Source data
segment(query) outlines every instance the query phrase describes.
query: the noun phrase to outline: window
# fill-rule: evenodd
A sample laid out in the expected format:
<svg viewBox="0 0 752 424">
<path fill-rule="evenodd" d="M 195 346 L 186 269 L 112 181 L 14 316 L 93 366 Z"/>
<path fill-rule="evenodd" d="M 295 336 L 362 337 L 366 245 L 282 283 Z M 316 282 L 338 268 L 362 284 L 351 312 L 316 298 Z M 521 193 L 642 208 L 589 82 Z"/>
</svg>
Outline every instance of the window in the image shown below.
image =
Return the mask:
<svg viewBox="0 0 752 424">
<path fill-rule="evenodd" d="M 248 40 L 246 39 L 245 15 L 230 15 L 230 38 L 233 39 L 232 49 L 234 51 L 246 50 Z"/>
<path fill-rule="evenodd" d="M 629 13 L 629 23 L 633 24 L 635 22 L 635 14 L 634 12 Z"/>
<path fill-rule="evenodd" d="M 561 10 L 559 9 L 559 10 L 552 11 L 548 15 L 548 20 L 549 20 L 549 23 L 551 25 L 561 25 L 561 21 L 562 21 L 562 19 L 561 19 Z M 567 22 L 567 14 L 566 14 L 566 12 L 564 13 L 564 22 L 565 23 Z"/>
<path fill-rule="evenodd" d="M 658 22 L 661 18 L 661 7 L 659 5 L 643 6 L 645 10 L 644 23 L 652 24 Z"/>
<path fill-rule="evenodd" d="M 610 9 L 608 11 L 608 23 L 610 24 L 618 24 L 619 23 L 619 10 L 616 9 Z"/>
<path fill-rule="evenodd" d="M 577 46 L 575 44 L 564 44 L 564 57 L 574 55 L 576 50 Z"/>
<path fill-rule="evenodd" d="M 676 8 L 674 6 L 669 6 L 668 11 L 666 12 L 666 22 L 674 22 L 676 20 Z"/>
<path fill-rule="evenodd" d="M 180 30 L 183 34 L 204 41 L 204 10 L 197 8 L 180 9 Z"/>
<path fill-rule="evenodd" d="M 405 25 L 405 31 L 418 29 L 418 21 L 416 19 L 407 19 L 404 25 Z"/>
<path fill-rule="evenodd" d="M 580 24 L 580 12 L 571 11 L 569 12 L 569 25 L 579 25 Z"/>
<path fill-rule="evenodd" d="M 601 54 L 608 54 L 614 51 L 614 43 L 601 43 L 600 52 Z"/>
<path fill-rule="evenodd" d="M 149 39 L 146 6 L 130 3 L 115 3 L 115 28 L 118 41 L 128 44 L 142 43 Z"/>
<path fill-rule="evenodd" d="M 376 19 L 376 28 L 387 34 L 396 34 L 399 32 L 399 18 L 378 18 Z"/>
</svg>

Assigned task
Which lines run from the one containing "295 336 L 362" to the final line of the entries? Return those lines exactly, and only those.

Written solution
<path fill-rule="evenodd" d="M 295 336 L 362 337 L 366 245 L 282 283 Z M 316 282 L 338 268 L 362 284 L 351 312 L 316 298 Z M 521 193 L 642 208 L 589 82 Z"/>
</svg>
Outline every instance of the window in the image shown below.
image =
Return the mask:
<svg viewBox="0 0 752 424">
<path fill-rule="evenodd" d="M 248 40 L 246 39 L 245 15 L 230 15 L 230 38 L 233 39 L 232 49 L 234 51 L 246 50 Z"/>
<path fill-rule="evenodd" d="M 629 13 L 629 23 L 633 24 L 635 22 L 635 14 L 634 12 Z"/>
<path fill-rule="evenodd" d="M 561 10 L 559 9 L 559 10 L 552 11 L 548 15 L 548 20 L 549 20 L 549 23 L 551 25 L 561 25 L 561 21 L 562 21 L 562 19 L 561 19 Z M 567 22 L 567 14 L 566 14 L 566 12 L 564 13 L 564 22 L 565 23 Z"/>
<path fill-rule="evenodd" d="M 658 22 L 661 18 L 661 7 L 659 5 L 643 6 L 645 10 L 644 23 L 652 24 Z"/>
<path fill-rule="evenodd" d="M 610 9 L 608 11 L 608 23 L 610 24 L 618 24 L 619 23 L 619 10 L 616 9 Z"/>
<path fill-rule="evenodd" d="M 577 46 L 575 44 L 564 44 L 564 57 L 574 55 L 576 50 Z"/>
<path fill-rule="evenodd" d="M 676 8 L 674 6 L 669 6 L 668 11 L 666 12 L 666 22 L 674 22 L 676 20 Z"/>
<path fill-rule="evenodd" d="M 180 30 L 183 34 L 204 41 L 204 10 L 197 8 L 180 9 Z"/>
<path fill-rule="evenodd" d="M 405 25 L 405 31 L 418 29 L 418 21 L 416 19 L 407 19 L 404 25 Z"/>
<path fill-rule="evenodd" d="M 580 24 L 580 12 L 571 11 L 569 12 L 569 25 L 579 25 Z"/>
<path fill-rule="evenodd" d="M 601 54 L 608 54 L 614 51 L 614 43 L 601 43 L 600 52 Z"/>
<path fill-rule="evenodd" d="M 149 39 L 146 6 L 130 3 L 115 3 L 115 28 L 118 41 L 128 44 L 142 43 Z"/>
<path fill-rule="evenodd" d="M 376 19 L 376 28 L 387 34 L 396 34 L 399 32 L 399 18 L 378 18 Z"/>
</svg>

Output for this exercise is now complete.